GIVEN TASK:
Write out each line that follows exactly as it stands, without the pictures.

RECORDS SUPPLIED:
= = =
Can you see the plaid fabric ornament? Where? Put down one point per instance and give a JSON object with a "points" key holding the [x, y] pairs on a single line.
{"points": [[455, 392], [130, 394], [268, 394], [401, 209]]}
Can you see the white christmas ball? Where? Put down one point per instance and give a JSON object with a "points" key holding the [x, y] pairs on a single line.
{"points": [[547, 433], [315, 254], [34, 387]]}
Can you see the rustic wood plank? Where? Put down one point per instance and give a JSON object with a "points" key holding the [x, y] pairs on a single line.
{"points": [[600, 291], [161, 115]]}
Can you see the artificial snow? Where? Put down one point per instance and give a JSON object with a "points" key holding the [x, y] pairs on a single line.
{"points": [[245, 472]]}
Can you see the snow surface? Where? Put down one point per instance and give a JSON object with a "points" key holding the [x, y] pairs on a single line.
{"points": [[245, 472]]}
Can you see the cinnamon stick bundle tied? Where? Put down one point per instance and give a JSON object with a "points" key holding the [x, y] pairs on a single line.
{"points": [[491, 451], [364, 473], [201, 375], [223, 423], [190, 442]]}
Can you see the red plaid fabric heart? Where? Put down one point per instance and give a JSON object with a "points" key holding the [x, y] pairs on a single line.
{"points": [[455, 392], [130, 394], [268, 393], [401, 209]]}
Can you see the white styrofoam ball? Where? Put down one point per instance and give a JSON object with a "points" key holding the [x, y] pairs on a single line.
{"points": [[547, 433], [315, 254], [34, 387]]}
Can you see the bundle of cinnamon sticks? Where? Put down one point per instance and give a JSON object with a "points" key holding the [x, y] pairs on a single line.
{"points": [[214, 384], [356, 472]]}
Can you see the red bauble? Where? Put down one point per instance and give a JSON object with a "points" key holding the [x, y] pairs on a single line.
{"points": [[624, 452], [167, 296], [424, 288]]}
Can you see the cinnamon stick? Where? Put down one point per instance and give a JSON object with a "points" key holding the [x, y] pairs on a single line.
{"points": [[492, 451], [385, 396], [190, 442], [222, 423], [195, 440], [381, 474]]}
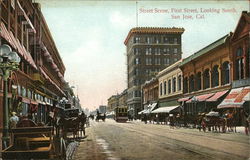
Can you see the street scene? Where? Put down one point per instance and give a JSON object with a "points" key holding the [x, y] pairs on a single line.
{"points": [[120, 141], [124, 80]]}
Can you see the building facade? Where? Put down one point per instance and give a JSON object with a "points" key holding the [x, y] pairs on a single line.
{"points": [[206, 77], [113, 102], [38, 84], [149, 50], [150, 94], [170, 85], [240, 52]]}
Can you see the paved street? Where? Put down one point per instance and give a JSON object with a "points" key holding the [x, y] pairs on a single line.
{"points": [[137, 141]]}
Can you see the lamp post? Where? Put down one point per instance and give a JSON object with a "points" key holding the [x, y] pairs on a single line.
{"points": [[9, 61]]}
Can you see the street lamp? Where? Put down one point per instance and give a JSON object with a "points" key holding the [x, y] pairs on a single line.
{"points": [[9, 61]]}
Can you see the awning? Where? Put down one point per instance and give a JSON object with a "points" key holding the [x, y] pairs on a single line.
{"points": [[53, 83], [183, 99], [153, 107], [235, 99], [143, 111], [200, 98], [247, 97], [165, 109], [216, 96], [22, 12]]}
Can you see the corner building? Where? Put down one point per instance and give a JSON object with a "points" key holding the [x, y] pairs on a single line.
{"points": [[149, 50]]}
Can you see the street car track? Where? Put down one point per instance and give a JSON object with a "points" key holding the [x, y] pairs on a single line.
{"points": [[178, 144]]}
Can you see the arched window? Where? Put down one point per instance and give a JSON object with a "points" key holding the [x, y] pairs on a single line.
{"points": [[225, 73], [169, 86], [239, 64], [165, 87], [191, 83], [161, 89], [206, 79], [174, 84], [179, 82], [185, 85], [215, 76], [248, 63], [198, 81]]}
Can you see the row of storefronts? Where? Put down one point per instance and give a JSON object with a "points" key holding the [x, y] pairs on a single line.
{"points": [[214, 78], [37, 86]]}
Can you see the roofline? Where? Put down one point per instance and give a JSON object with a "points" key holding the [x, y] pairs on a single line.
{"points": [[206, 49], [138, 30]]}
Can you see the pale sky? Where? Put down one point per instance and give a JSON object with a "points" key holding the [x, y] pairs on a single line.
{"points": [[89, 36]]}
= = =
ANSWER BELOW:
Can you see the plaid fabric ornament? Where? Put down one point per instance and give a JSON object with a "points" key holding the [x, y] pairs on a single line.
{"points": [[455, 392], [130, 394], [268, 394], [401, 209]]}
Can you see the white christmas ball? Where? Put down one point per instance and give a JSON object with a "points" key holding the [x, y] pairs on a single line.
{"points": [[547, 433], [315, 254], [34, 387]]}
Can you see the rustic wood plank? Where? Put down one point per instance and give a JSON object with a "points" key holding the [x, y] pairs on a single line.
{"points": [[600, 291], [161, 115]]}
Can you see the artificial snow? Where? Put down one point per instance and give a JSON object with a "points" key holding the [x, y] pairs on a single line.
{"points": [[245, 472]]}
Can you see the snow surface? Where? Put down one point per instance and give a JSON object with a "points" key holding the [x, y] pairs on a single line.
{"points": [[245, 472]]}
Can you see the cinnamon stick bundle tied? Where? Put down one point per instance and give a JSON object with a "points" key holding the [x, y] pairs on a single line.
{"points": [[491, 451], [364, 473], [201, 375], [223, 423], [190, 442]]}
Can you see the red plaid fabric heart? Where? Put down one point per instance and give a JSON object with a "points" key holding the [x, y] pairs on a single line.
{"points": [[455, 392], [130, 394], [268, 393], [401, 209]]}
Can you see the white styrofoam ball? Where? Put down one point per instance and give a JSON object with a "points" key holding the [x, y] pairs on a single line.
{"points": [[547, 433], [315, 254], [34, 387]]}
Can you see the bundle of cinnamon sticks? Where? Put down one point per instance and give a JSON object with a "points" key holding the [x, y] pairs on a single line.
{"points": [[214, 384], [356, 472]]}
Can you see the red bauble? Where? Put down one point per instance and give a JSON object with a "points" key holding the [x, y] pairs on a single line.
{"points": [[624, 452], [167, 296], [424, 288]]}
Can you see the cinnamon stick? Where? Put down one point per instance and give a JSON object with a "points" key holding the [x, y] pairs on a single line.
{"points": [[492, 451], [385, 396], [190, 442], [222, 423], [195, 440], [381, 474]]}
Can you see the street scene? Where? Put down one point per instance and give a JSON object with a "points" key holding the [x, y] pairs on a single line.
{"points": [[120, 141], [124, 80]]}
Can you see the building facade? Where? Put down one point per instance and give a JSON object with a "points" key holding the [x, y] pairs on a single line.
{"points": [[206, 77], [113, 102], [38, 84], [149, 50], [150, 94], [170, 85], [240, 52]]}
Can you see the paved street? Where? Put down one point per instance and give a JSON object with a "points" key holding the [x, y] pairs on a single line.
{"points": [[137, 141]]}
Can you see the lamp post? Where? Put down one point per instance and give a JSON object with a "points" key holding the [x, y] pairs on a single line.
{"points": [[9, 61]]}
Can you see the street lamp? Where? Put down one point per instance and give a JSON object with a "points" key holding the [x, y] pairs on a single line.
{"points": [[9, 61]]}
Can you see the awning? Where? Put down one point per instance and give a JSON object with a "points" key holding the [x, y] pairs on a single line.
{"points": [[53, 83], [183, 99], [153, 107], [235, 99], [143, 111], [200, 98], [247, 97], [165, 109], [216, 96], [22, 12]]}
Can you see the corner building? Where? Put down one point per instance and give a JSON object with a "points" key holding the [x, y] pairs on a single line.
{"points": [[149, 50]]}
Can you see the street car track? Where? Put down one point per instance and give a JSON object with a "points" key holding the [x, y] pairs on a single line.
{"points": [[178, 144]]}
Can you see the arched window? Where? Put down one point per instance and give a JSON object with a "points" key holding the [x, y] pairs on a single line.
{"points": [[225, 73], [169, 86], [239, 64], [165, 87], [191, 83], [161, 89], [206, 79], [174, 84], [179, 82], [185, 85], [215, 76], [248, 63], [198, 81]]}
Can you see the row of storefronts? Where? Put down one point per instance and give a JSON object with a "points" key holding the [x, y] pairs on a single line.
{"points": [[214, 78], [37, 86]]}
Can you see the roofline? Where? Put down one point per instance and give a JSON object with a "points" key holding the [x, y] pairs on a single line.
{"points": [[206, 49], [138, 30]]}
Can you see the pale sky? Where? Put down one point per instance and give a JSON object with a "points" key holding the [x, y] pairs on a single line.
{"points": [[89, 36]]}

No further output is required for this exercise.